[BEGIN]

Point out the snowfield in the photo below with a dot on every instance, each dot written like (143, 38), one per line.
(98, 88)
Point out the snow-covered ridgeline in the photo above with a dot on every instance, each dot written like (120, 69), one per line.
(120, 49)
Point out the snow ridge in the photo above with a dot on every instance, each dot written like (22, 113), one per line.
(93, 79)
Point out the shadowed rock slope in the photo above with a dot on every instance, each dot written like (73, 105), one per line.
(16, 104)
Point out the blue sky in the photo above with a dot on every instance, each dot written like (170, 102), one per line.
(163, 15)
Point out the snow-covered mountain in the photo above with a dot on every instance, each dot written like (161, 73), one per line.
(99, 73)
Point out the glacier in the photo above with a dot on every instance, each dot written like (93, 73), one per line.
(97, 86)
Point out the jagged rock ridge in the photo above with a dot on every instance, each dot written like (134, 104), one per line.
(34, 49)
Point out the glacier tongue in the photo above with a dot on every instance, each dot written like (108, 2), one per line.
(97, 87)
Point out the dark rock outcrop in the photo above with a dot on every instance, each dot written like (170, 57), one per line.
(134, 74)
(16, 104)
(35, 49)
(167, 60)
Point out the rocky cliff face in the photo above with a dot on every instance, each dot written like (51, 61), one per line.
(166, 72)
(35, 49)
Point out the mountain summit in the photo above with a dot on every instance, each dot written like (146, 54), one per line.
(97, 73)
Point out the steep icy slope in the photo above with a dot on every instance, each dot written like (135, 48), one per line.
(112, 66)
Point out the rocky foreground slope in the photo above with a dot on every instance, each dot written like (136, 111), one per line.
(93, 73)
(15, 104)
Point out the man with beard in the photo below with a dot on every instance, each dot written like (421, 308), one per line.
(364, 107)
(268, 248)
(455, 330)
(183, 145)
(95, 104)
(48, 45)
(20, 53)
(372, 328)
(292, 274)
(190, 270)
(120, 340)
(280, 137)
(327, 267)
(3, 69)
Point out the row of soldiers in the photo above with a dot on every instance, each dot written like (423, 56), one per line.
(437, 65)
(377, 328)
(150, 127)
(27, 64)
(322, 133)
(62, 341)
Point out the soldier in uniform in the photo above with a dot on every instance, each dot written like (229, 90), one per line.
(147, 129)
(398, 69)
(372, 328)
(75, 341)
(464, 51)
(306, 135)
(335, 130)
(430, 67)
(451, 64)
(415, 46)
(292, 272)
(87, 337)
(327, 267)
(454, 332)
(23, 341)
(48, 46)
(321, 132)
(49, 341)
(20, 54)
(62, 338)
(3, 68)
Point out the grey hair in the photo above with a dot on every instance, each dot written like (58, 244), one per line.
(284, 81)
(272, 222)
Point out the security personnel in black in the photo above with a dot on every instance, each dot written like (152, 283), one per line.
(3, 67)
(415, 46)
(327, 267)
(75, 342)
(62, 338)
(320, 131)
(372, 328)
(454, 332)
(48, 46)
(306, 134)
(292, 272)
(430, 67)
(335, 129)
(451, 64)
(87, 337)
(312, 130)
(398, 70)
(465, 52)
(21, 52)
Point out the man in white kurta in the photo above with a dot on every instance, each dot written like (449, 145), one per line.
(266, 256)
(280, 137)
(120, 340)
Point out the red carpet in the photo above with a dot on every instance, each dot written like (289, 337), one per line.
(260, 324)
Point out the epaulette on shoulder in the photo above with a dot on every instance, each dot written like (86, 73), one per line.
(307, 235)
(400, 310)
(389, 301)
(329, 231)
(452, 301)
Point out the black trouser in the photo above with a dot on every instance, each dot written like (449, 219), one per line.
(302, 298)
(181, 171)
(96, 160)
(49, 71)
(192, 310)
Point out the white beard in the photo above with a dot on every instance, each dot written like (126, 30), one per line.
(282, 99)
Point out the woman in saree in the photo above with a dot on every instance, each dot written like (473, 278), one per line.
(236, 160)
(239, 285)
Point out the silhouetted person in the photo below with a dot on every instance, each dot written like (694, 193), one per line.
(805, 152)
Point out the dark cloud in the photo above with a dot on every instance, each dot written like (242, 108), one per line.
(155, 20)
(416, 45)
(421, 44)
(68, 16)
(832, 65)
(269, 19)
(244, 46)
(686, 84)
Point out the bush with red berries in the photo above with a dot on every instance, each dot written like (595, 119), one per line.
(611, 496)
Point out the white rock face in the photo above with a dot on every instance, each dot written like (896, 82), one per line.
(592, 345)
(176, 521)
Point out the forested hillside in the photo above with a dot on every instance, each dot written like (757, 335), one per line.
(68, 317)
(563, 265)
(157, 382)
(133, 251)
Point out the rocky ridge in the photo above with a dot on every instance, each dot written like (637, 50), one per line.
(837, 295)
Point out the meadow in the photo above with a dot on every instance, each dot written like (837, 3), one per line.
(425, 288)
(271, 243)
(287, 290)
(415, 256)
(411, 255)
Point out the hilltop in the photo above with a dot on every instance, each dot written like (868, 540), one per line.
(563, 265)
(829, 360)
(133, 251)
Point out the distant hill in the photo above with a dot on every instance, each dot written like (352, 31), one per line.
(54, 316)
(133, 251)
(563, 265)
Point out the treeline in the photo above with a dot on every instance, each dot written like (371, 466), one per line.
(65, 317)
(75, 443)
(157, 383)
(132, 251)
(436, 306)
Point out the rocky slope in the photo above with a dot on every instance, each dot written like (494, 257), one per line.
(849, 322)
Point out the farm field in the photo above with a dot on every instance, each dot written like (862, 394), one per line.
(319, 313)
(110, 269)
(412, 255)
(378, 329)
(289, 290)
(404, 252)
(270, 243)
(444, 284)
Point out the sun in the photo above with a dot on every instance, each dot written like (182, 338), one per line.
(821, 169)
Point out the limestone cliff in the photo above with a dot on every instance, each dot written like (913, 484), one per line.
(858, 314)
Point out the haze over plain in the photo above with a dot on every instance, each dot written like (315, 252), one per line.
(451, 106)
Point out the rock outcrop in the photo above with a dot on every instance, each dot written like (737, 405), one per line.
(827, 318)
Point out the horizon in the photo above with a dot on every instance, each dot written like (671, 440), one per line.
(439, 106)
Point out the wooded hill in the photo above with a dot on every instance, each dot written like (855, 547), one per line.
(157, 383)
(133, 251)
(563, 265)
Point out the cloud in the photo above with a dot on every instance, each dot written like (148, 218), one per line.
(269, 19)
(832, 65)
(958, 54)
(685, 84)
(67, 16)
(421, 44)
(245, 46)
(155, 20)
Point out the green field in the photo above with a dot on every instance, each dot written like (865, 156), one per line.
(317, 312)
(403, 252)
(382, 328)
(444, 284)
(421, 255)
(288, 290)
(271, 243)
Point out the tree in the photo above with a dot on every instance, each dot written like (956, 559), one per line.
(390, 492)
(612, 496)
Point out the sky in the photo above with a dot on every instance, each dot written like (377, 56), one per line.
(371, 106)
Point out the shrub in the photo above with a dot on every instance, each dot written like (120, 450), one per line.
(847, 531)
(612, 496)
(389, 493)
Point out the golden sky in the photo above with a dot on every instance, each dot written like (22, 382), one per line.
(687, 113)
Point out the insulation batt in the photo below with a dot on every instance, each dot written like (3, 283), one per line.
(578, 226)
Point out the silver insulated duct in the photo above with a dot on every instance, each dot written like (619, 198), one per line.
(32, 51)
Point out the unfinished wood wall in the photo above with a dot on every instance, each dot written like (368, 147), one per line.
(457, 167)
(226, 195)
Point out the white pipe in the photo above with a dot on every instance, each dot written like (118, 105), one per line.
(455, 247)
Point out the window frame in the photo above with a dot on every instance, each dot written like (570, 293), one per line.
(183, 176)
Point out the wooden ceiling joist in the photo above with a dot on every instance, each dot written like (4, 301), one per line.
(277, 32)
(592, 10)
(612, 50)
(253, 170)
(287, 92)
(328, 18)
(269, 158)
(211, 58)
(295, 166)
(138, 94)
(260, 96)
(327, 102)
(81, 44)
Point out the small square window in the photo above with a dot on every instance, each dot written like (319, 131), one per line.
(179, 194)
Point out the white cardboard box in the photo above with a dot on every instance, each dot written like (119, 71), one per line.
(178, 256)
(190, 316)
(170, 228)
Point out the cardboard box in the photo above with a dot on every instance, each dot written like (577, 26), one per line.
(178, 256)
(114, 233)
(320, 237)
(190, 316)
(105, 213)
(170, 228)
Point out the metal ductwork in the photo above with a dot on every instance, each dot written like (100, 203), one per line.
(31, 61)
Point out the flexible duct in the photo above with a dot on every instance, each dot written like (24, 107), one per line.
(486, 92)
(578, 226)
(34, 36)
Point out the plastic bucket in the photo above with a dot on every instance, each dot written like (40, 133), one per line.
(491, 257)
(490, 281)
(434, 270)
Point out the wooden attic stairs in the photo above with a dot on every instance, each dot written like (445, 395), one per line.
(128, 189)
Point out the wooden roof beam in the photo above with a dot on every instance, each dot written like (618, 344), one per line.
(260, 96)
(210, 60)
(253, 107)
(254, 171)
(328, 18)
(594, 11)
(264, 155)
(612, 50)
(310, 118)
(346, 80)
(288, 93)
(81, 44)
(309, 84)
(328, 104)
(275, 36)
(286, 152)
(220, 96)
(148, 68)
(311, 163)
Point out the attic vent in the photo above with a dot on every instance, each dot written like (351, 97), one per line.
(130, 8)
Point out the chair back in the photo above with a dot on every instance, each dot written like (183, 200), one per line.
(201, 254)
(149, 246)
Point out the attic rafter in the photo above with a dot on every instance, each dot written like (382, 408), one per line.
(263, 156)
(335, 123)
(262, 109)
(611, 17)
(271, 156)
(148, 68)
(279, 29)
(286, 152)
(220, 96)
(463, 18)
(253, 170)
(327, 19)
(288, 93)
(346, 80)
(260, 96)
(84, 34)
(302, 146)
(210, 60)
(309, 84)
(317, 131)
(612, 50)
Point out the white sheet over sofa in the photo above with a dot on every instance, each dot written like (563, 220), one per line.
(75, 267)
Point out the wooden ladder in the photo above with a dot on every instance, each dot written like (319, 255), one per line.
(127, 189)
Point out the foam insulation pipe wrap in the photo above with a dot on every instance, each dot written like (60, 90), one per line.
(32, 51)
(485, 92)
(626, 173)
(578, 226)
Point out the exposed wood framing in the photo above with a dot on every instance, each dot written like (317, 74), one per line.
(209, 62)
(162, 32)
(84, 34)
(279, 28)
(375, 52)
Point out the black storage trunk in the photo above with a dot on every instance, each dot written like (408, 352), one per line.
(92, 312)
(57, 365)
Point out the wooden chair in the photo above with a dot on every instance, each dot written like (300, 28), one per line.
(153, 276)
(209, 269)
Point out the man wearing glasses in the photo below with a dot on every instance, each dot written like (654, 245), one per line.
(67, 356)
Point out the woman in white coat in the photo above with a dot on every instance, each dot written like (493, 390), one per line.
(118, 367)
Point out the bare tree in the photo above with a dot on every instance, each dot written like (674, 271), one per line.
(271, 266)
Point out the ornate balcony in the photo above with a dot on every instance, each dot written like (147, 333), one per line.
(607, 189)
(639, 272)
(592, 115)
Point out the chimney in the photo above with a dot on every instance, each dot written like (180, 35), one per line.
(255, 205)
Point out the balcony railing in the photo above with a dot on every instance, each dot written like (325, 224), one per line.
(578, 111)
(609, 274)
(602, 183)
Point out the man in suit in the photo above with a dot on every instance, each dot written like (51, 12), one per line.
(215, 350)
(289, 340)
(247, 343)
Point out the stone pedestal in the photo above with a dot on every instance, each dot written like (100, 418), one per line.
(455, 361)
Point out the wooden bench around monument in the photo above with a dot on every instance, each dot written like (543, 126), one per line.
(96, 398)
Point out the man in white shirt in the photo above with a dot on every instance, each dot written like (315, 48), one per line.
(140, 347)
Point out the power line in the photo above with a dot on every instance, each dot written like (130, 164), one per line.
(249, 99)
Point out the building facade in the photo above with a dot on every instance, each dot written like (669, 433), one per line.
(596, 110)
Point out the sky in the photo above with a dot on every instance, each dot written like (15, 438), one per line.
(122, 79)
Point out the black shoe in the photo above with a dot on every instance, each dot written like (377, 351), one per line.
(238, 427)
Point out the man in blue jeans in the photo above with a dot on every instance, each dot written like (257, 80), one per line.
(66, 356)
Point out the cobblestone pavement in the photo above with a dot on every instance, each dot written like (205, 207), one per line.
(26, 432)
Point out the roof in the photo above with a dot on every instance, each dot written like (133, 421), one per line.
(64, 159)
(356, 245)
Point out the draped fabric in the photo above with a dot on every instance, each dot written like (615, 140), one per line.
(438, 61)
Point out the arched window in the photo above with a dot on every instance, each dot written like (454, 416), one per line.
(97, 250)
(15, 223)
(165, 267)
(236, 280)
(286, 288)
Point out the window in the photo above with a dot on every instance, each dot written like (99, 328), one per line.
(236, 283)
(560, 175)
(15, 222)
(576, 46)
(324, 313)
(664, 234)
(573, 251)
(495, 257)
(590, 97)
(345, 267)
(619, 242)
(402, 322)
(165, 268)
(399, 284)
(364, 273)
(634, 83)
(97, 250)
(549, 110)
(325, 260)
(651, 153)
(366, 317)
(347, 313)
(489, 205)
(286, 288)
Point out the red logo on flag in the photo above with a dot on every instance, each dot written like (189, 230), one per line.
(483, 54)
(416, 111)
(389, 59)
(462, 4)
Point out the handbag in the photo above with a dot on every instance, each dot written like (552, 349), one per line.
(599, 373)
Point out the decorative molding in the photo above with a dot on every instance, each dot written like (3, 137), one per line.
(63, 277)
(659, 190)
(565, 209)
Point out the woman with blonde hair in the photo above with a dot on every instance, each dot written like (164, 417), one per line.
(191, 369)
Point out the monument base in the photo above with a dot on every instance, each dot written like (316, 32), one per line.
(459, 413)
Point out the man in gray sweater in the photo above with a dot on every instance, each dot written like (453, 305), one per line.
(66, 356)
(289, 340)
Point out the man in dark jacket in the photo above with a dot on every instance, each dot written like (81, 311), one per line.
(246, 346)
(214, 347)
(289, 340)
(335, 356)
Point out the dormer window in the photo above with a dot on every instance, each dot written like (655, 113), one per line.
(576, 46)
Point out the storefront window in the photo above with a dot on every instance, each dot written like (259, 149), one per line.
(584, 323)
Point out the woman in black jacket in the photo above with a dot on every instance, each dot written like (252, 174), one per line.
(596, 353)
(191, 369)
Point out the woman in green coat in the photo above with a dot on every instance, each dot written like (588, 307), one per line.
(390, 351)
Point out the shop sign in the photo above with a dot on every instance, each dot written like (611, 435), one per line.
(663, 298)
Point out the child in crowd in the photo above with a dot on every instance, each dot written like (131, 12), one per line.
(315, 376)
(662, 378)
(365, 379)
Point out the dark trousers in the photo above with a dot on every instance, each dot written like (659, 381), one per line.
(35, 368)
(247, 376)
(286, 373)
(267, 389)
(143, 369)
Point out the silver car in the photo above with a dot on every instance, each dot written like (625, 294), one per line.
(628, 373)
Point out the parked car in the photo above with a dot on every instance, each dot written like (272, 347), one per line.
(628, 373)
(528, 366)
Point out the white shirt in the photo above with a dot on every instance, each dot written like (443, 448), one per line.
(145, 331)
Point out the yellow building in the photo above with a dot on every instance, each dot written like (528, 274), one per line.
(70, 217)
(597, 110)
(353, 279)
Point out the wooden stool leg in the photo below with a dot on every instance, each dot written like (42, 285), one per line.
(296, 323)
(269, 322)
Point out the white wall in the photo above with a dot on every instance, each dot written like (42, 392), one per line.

[END]

The request: In the listing above, find the line with "Point out the storefront" and set down that line and all after it exactly, through the final line.

Answer to this task:
Point out the storefront window in the photo above with a dot on every instance, each dot written like (259, 149), one per line.
(584, 323)
Point out the woman in black jacket in the photo above with a dot on every instance, each dot written like (252, 174), one per line.
(596, 353)
(191, 369)
Point out the woman in green coat in the photo above with a dot on every instance, each dot written like (588, 307), one per line.
(390, 351)
Point out the shop sign in the photo above with a dot on every instance, each dot written like (611, 435), one per line.
(663, 298)
Point out the child in crowd in the photo above with a dot on every instance, each dot written like (131, 12), one per line.
(315, 376)
(662, 378)
(365, 379)
Point out the dark trousers in the photo above with a dot on every instance, each dot written like (659, 381), one per line.
(35, 368)
(247, 376)
(286, 373)
(267, 389)
(143, 369)
Point out the silver car in the photo above with a dot on every instance, each dot written like (625, 294), one per line.
(628, 373)
Point out the parked car in the photo above with a dot on every instance, each dot written like (272, 347), one per line.
(628, 373)
(528, 366)
Point out the white shirt in the photo above with a dot on every instance, each dot written like (443, 448), one per line.
(145, 331)
Point out the yellow building in the photo above with a dot on every instance, each dot written like (528, 274), one per line.
(70, 217)
(597, 110)
(353, 279)
Point out the wooden stool leg in the photo below with a dot on every instance, each dot written like (42, 285), one per line.
(296, 323)
(269, 322)
Point out the white wall in the photo above with a dot on every instance, each dot written like (42, 392), one per line.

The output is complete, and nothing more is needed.